═══ DATA SUPPLIED ═══

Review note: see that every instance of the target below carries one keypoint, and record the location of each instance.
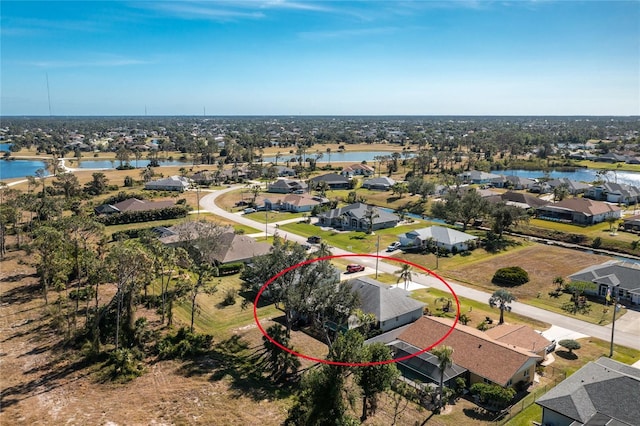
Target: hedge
(173, 212)
(510, 276)
(230, 268)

═══

TASK PROMPT.
Arrange every line of the listing above as a numbered list, omitting blank lines. Leave the picture out of your answer.

RESULT.
1. Review note: see that every instance of the target below carries one keypoint, and record the location of each instance.
2. Target: hedge
3. (173, 212)
4. (510, 276)
5. (230, 268)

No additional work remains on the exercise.